▶ Task description:
Reproduce the data below line for line with no changes, but omit the pictures from your answer.

===== Input data

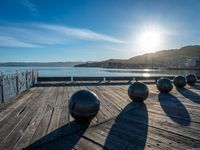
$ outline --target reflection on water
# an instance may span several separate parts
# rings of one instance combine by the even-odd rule
[[[197,70],[163,70],[163,69],[108,69],[78,67],[0,67],[4,74],[13,74],[16,70],[37,69],[39,76],[169,76],[193,73],[200,76]]]
[[[150,74],[149,73],[143,73],[142,76],[143,77],[150,77]]]

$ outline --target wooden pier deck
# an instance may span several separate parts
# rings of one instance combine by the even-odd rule
[[[200,148],[200,84],[159,94],[148,84],[144,104],[128,98],[127,83],[39,83],[0,105],[0,150]],[[68,100],[89,89],[101,100],[90,123],[77,123]]]

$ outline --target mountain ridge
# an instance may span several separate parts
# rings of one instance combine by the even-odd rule
[[[109,59],[100,62],[84,63],[75,67],[102,68],[186,68],[198,67],[200,61],[200,45],[189,45],[179,49],[161,50],[146,53],[129,59]],[[197,65],[197,66],[196,66]]]

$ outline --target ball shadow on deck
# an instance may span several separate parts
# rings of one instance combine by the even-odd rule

==========

▶ Solution to this exercise:
$ outline --target reflection on water
# an instance may span several separate parts
# rings of one instance combine by the even-odd rule
[[[197,70],[163,70],[163,69],[108,69],[78,67],[0,67],[4,74],[13,74],[16,70],[37,69],[39,76],[169,76],[193,73],[200,76]]]
[[[150,74],[149,73],[143,73],[142,76],[143,77],[150,77]]]

$ outline --target wooden pier deck
# an instance may span several separate parts
# rings of one instance combine by the even-odd rule
[[[200,148],[200,84],[159,94],[148,84],[144,104],[128,98],[127,83],[39,83],[0,105],[0,150]],[[68,100],[89,89],[101,100],[90,123],[77,123]]]

$ outline --target mountain ridge
# an instance may span several separate parts
# rings of one instance combine by the even-odd rule
[[[109,59],[100,62],[84,63],[75,67],[102,68],[186,68],[198,67],[200,61],[200,45],[189,45],[179,49],[161,50],[146,53],[129,59]],[[197,65],[197,66],[196,66]]]

$ outline --target ball shadow on deck
# an instance may span several separate parts
# rings of one instance combine by the even-odd rule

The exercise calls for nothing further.